Extracted entries:
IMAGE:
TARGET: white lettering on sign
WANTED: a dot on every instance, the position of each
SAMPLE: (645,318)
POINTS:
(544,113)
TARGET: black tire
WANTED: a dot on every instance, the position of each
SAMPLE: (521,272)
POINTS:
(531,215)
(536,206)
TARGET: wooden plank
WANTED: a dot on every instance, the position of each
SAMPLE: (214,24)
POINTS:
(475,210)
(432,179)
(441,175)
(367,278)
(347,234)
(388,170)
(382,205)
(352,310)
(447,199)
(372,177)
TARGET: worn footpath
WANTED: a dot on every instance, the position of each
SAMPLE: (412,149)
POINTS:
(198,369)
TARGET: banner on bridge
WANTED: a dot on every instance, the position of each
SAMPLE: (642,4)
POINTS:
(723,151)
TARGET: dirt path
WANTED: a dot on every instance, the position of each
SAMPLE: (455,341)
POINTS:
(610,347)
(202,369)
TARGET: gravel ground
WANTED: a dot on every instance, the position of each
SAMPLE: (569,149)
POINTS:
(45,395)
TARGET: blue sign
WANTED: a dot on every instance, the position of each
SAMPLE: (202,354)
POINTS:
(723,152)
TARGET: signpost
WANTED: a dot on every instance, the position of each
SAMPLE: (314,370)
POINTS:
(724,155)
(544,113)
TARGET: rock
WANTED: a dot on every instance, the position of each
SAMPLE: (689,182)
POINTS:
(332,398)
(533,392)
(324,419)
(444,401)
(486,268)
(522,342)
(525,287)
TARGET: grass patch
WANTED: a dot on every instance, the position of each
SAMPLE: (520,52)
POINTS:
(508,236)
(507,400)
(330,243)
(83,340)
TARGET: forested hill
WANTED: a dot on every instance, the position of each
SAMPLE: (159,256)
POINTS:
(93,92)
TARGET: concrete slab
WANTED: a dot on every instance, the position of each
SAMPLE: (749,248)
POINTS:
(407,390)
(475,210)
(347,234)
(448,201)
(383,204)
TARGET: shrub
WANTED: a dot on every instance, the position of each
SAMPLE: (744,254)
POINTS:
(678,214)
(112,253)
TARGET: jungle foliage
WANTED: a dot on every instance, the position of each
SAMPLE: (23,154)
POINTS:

To do:
Format all of the rows above as a Markdown table with two columns, No. and Line. Put one line per table row, number the lines in order, and leave out any blank lines.

The result:
| No. | Line |
|---|---|
| 1 | IMAGE: |
| 2 | TARGET: white lettering on sign |
| 3 | WANTED: a dot on every instance, the position of each |
| 4 | SAMPLE: (645,318) |
| 5 | POINTS: |
| 6 | (544,113) |
| 7 | TARGET: black tire |
| 8 | WANTED: a dot on every instance, the position of each |
| 9 | SAMPLE: (521,272) |
| 10 | POINTS: |
| 11 | (531,215) |
| 12 | (536,206) |
| 13 | TARGET: wooden plank |
| 14 | WANTED: a dot on every instance, the position of each |
| 15 | SAMPLE: (214,24) |
| 16 | POINTS: |
| 17 | (475,210) |
| 18 | (432,179) |
| 19 | (441,175) |
| 20 | (367,278) |
| 21 | (347,234) |
| 22 | (388,170) |
| 23 | (382,205) |
| 24 | (352,310) |
| 25 | (447,199) |
| 26 | (372,177) |
| 27 | TARGET: worn footpath |
| 28 | WANTED: a dot on every instance, the position of each |
| 29 | SAMPLE: (412,149) |
| 30 | POINTS: |
| 31 | (198,369) |
| 32 | TARGET: banner on bridge |
| 33 | WANTED: a dot on every instance, the position of each |
| 34 | SAMPLE: (642,4) |
| 35 | POINTS: |
| 36 | (723,151) |
| 37 | TARGET: dirt path |
| 38 | WANTED: a dot on every instance, the position of each |
| 39 | SAMPLE: (455,341) |
| 40 | POINTS: |
| 41 | (610,347) |
| 42 | (202,369) |
| 43 | TARGET: gravel ground |
| 44 | WANTED: a dot on every instance, the position of each |
| 45 | SAMPLE: (569,149) |
| 46 | POINTS: |
| 47 | (45,395) |
| 48 | TARGET: blue sign |
| 49 | WANTED: a dot on every instance, the position of each |
| 50 | SAMPLE: (202,354) |
| 51 | POINTS: |
| 52 | (723,152) |
| 53 | TARGET: signpost |
| 54 | WANTED: a dot on every instance, the position of each |
| 55 | SAMPLE: (314,370) |
| 56 | POINTS: |
| 57 | (724,155) |
| 58 | (544,113) |
| 59 | TARGET: rock |
| 60 | WANTED: a dot on every instance, the position of each |
| 61 | SAMPLE: (689,182) |
| 62 | POINTS: |
| 63 | (332,398) |
| 64 | (533,392) |
| 65 | (324,419) |
| 66 | (444,401) |
| 67 | (486,268) |
| 68 | (522,342) |
| 69 | (525,287) |
| 70 | TARGET: grass patch |
| 71 | WANTED: a dot on every instance, the position of each |
| 72 | SAMPLE: (520,52) |
| 73 | POINTS: |
| 74 | (508,236) |
| 75 | (507,400) |
| 76 | (330,243) |
| 77 | (83,340) |
| 78 | TARGET: forested hill |
| 79 | WANTED: a dot on every instance, the position of each |
| 80 | SAMPLE: (159,256) |
| 81 | POINTS: |
| 82 | (93,92) |
| 83 | TARGET: concrete slab |
| 84 | WANTED: a dot on every instance, the position of each |
| 85 | SAMPLE: (749,248) |
| 86 | POINTS: |
| 87 | (407,390) |
| 88 | (475,210) |
| 89 | (347,234) |
| 90 | (448,201) |
| 91 | (383,204) |
| 92 | TARGET: shrub |
| 93 | WANTED: a dot on every instance, the position of each |
| 94 | SAMPLE: (744,254) |
| 95 | POINTS: |
| 96 | (678,214) |
| 97 | (112,253) |
| 98 | TARGET: jungle foliage |
| 99 | WANTED: a dot on every instance, the position of each |
| 100 | SAMPLE: (23,154) |
| 101 | POINTS: |